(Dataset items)
■ ■ ■

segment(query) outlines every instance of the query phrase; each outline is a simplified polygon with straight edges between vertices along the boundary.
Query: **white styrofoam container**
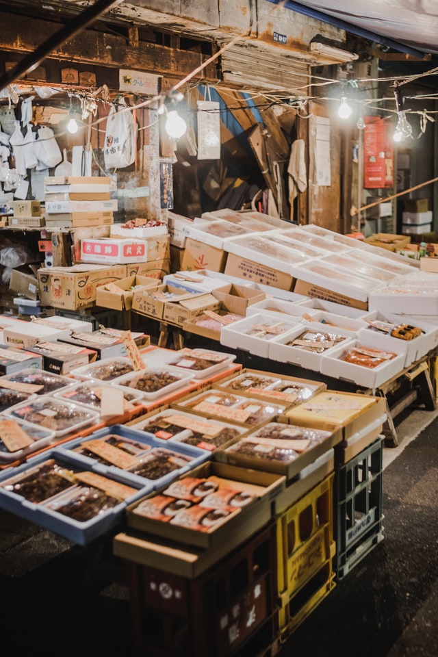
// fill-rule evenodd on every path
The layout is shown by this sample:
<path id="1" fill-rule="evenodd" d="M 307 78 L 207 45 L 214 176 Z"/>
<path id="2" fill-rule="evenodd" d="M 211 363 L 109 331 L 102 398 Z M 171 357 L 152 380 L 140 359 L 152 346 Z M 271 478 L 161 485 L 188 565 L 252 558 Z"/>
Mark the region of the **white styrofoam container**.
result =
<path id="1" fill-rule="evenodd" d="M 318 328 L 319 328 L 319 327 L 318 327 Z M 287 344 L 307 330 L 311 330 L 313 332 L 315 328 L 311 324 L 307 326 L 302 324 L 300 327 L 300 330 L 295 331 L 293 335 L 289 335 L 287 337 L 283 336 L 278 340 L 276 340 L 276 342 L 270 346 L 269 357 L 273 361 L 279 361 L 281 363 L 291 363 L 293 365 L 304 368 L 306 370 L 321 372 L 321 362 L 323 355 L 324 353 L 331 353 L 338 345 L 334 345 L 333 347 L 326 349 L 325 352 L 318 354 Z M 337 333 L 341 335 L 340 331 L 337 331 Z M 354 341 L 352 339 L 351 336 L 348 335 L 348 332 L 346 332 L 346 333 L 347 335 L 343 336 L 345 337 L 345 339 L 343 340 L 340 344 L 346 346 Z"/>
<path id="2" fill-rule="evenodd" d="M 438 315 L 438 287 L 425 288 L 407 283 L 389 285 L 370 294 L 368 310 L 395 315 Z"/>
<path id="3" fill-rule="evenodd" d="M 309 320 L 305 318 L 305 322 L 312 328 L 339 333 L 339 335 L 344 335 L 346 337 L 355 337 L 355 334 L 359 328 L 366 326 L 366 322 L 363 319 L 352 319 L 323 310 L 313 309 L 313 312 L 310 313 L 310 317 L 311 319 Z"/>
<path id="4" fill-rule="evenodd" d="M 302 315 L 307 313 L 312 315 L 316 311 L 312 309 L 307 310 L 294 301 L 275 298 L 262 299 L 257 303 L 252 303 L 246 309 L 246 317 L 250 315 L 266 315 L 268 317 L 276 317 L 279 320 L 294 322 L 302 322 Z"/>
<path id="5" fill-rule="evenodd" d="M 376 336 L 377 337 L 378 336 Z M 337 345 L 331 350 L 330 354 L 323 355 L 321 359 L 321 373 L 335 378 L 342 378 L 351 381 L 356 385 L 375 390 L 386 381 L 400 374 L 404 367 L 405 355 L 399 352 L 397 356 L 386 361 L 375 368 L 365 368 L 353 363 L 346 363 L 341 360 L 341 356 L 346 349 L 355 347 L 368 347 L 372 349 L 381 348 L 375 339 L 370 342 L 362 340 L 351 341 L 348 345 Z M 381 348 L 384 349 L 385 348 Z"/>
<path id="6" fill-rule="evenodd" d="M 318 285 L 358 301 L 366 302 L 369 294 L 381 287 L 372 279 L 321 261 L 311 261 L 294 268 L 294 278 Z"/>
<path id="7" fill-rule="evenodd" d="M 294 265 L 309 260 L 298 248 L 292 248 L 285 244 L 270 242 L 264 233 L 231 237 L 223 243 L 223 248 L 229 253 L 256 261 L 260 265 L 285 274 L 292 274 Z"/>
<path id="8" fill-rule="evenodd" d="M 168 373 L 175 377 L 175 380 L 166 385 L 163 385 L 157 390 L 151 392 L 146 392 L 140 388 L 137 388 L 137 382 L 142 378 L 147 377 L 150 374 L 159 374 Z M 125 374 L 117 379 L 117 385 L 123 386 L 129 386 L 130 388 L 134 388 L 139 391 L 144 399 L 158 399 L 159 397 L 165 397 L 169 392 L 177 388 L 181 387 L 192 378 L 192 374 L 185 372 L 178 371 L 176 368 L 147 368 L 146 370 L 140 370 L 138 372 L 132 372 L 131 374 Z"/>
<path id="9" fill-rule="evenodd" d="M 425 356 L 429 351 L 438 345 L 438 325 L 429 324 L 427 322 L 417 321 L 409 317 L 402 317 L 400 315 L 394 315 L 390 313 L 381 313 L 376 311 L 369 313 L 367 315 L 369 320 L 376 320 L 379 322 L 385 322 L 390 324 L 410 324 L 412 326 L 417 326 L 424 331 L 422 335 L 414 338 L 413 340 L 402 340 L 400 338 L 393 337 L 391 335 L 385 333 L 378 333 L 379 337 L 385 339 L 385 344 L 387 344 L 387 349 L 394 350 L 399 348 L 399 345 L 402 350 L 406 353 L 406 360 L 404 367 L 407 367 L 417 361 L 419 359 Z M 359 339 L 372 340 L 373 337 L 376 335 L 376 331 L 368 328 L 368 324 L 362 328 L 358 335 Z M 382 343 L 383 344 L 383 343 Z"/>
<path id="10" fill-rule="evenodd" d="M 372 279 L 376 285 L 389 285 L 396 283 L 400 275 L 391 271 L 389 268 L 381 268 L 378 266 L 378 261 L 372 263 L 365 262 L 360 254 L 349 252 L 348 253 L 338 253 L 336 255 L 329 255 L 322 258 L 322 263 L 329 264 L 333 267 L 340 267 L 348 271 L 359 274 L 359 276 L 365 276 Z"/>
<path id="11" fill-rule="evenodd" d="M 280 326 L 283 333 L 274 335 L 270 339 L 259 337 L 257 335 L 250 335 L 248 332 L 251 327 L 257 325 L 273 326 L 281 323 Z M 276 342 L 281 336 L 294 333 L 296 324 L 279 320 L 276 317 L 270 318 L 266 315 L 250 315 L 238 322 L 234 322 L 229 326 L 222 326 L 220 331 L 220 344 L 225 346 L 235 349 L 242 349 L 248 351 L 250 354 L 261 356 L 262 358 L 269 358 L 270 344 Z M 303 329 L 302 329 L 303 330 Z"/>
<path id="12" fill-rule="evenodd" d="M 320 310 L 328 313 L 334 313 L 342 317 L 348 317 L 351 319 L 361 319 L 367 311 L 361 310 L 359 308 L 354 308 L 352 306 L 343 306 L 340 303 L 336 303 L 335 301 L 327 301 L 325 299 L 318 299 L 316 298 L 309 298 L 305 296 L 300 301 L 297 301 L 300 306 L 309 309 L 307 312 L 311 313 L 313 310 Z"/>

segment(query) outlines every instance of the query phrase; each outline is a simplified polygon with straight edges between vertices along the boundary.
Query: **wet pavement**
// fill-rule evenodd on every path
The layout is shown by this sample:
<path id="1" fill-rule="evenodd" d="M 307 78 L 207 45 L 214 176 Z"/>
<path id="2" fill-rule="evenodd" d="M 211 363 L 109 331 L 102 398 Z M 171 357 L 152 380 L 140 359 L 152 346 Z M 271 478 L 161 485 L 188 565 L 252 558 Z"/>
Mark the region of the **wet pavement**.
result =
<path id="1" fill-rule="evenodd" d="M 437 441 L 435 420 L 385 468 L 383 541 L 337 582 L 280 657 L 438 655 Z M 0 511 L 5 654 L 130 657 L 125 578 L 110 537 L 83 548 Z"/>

■ ■ ■

▸ Stated problem: Copy every line of the records above exactly, leaving out the picture markers.

▸ Result of the exercise:
segment(query) outlines every instance of the query phrase; each outline is a simplified polygon with straight edges between vertices along the boundary.
Query: **white styrofoam container**
// fill-rule evenodd on every path
The layout is shown by this sample:
<path id="1" fill-rule="evenodd" d="M 307 78 L 207 45 L 214 176 Z"/>
<path id="2" fill-rule="evenodd" d="M 211 363 L 109 331 L 102 398 Z M 171 357 L 152 380 L 140 359 L 152 346 Z M 271 478 L 161 485 L 188 565 L 252 558 Z"/>
Mark the region of the **white styrofoam container**.
result =
<path id="1" fill-rule="evenodd" d="M 318 328 L 319 328 L 319 327 L 318 327 Z M 287 344 L 307 330 L 311 330 L 313 332 L 315 328 L 311 324 L 307 326 L 302 324 L 300 327 L 300 330 L 295 331 L 293 335 L 289 335 L 287 337 L 283 336 L 278 340 L 276 340 L 276 342 L 270 346 L 269 357 L 273 361 L 279 361 L 281 363 L 291 363 L 293 365 L 304 368 L 306 370 L 321 372 L 321 362 L 323 355 L 324 353 L 331 353 L 338 345 L 334 345 L 333 347 L 326 349 L 325 352 L 318 354 Z M 337 333 L 341 335 L 340 331 L 337 331 Z M 354 341 L 352 339 L 351 336 L 348 335 L 348 332 L 346 332 L 346 333 L 347 335 L 343 336 L 345 337 L 345 339 L 343 340 L 340 344 L 346 346 Z"/>
<path id="2" fill-rule="evenodd" d="M 438 315 L 438 287 L 425 288 L 407 283 L 389 285 L 370 294 L 368 310 L 395 315 Z"/>
<path id="3" fill-rule="evenodd" d="M 309 320 L 305 318 L 305 322 L 312 328 L 339 333 L 339 335 L 344 335 L 346 337 L 355 337 L 355 334 L 359 328 L 366 326 L 366 322 L 363 319 L 352 319 L 323 310 L 313 309 L 313 312 L 310 313 L 310 317 L 311 319 Z"/>
<path id="4" fill-rule="evenodd" d="M 302 315 L 307 313 L 312 315 L 316 311 L 312 309 L 307 310 L 294 301 L 275 298 L 262 299 L 257 303 L 252 303 L 246 309 L 246 317 L 250 315 L 266 315 L 268 317 L 276 317 L 279 320 L 294 322 L 302 322 Z"/>
<path id="5" fill-rule="evenodd" d="M 376 336 L 377 337 L 378 336 Z M 337 345 L 331 350 L 330 354 L 323 355 L 321 359 L 321 373 L 335 378 L 342 378 L 351 381 L 356 385 L 375 390 L 386 381 L 400 374 L 404 367 L 405 355 L 399 352 L 397 356 L 386 361 L 375 368 L 365 368 L 353 363 L 346 363 L 341 360 L 341 356 L 346 349 L 355 347 L 368 347 L 372 349 L 381 348 L 375 339 L 370 342 L 362 340 L 351 341 L 348 345 Z M 381 348 L 384 349 L 385 348 Z"/>
<path id="6" fill-rule="evenodd" d="M 318 285 L 358 301 L 366 302 L 369 294 L 381 287 L 372 279 L 321 261 L 311 261 L 294 268 L 294 278 Z"/>
<path id="7" fill-rule="evenodd" d="M 294 265 L 309 260 L 298 248 L 292 248 L 285 244 L 270 242 L 264 233 L 231 237 L 223 243 L 223 248 L 229 253 L 256 261 L 260 265 L 285 274 L 292 274 Z"/>
<path id="8" fill-rule="evenodd" d="M 168 373 L 175 377 L 175 380 L 166 385 L 163 385 L 157 390 L 151 392 L 146 392 L 140 388 L 137 388 L 137 382 L 142 378 L 147 377 L 150 374 L 159 374 Z M 125 374 L 117 379 L 117 385 L 123 386 L 129 386 L 130 388 L 134 388 L 139 391 L 144 399 L 158 399 L 159 397 L 165 397 L 169 392 L 177 388 L 181 387 L 192 378 L 192 374 L 185 372 L 178 371 L 176 368 L 147 368 L 146 370 L 140 370 L 138 372 L 132 372 L 131 374 Z"/>
<path id="9" fill-rule="evenodd" d="M 425 356 L 429 351 L 438 345 L 438 325 L 429 324 L 427 322 L 417 321 L 409 317 L 402 317 L 400 315 L 394 315 L 390 313 L 381 313 L 376 311 L 369 313 L 367 315 L 369 320 L 376 320 L 379 322 L 385 322 L 390 324 L 410 324 L 412 326 L 417 326 L 424 331 L 422 335 L 414 338 L 413 340 L 402 340 L 400 338 L 393 337 L 391 335 L 385 333 L 378 333 L 379 337 L 385 339 L 385 344 L 387 344 L 387 349 L 394 350 L 399 348 L 399 345 L 402 350 L 406 353 L 406 360 L 404 367 L 407 367 L 417 361 L 419 359 Z M 359 339 L 372 340 L 373 337 L 376 335 L 376 331 L 368 328 L 368 324 L 362 328 L 358 335 Z M 382 343 L 383 344 L 383 343 Z"/>
<path id="10" fill-rule="evenodd" d="M 372 279 L 376 285 L 389 285 L 396 283 L 400 275 L 391 271 L 389 268 L 381 268 L 378 266 L 378 261 L 372 263 L 365 262 L 360 254 L 349 252 L 348 253 L 338 253 L 336 255 L 329 255 L 322 258 L 322 263 L 329 264 L 333 267 L 340 267 L 348 271 L 359 274 L 359 276 L 365 276 Z"/>
<path id="11" fill-rule="evenodd" d="M 280 326 L 283 333 L 274 335 L 270 339 L 259 337 L 257 335 L 250 335 L 248 332 L 251 327 L 257 325 L 273 326 L 281 323 Z M 276 342 L 281 336 L 294 333 L 296 324 L 279 320 L 276 317 L 270 318 L 266 315 L 250 315 L 238 322 L 234 322 L 229 326 L 222 326 L 220 331 L 220 344 L 225 346 L 235 349 L 242 349 L 248 351 L 250 354 L 261 356 L 262 358 L 269 358 L 270 344 Z M 303 329 L 302 329 L 303 330 Z"/>
<path id="12" fill-rule="evenodd" d="M 320 310 L 328 313 L 334 313 L 342 317 L 348 317 L 351 319 L 361 319 L 367 311 L 361 310 L 359 308 L 354 308 L 352 306 L 343 306 L 340 303 L 336 303 L 335 301 L 327 301 L 325 299 L 318 299 L 316 298 L 309 298 L 305 296 L 300 301 L 297 301 L 300 306 L 309 309 L 307 312 L 311 313 L 313 310 Z"/>

segment(query) outlines every instance of the query phrase; each outline is a simplified polygon with straight edges between vertices along the boundary.
Query: **wet pavement**
// fill-rule evenodd on every path
The layout is shown by this sample:
<path id="1" fill-rule="evenodd" d="M 307 78 L 207 45 L 214 176 Z"/>
<path id="2" fill-rule="evenodd" d="M 211 363 L 109 331 L 102 398 Z M 171 357 L 152 380 L 140 359 L 152 346 Z M 271 478 L 161 485 L 188 565 L 252 558 Z"/>
Mark the region of the **wet pavement**.
result =
<path id="1" fill-rule="evenodd" d="M 437 441 L 435 420 L 385 468 L 383 541 L 337 582 L 280 657 L 438 655 Z M 0 511 L 5 654 L 130 657 L 125 578 L 110 537 L 83 548 Z"/>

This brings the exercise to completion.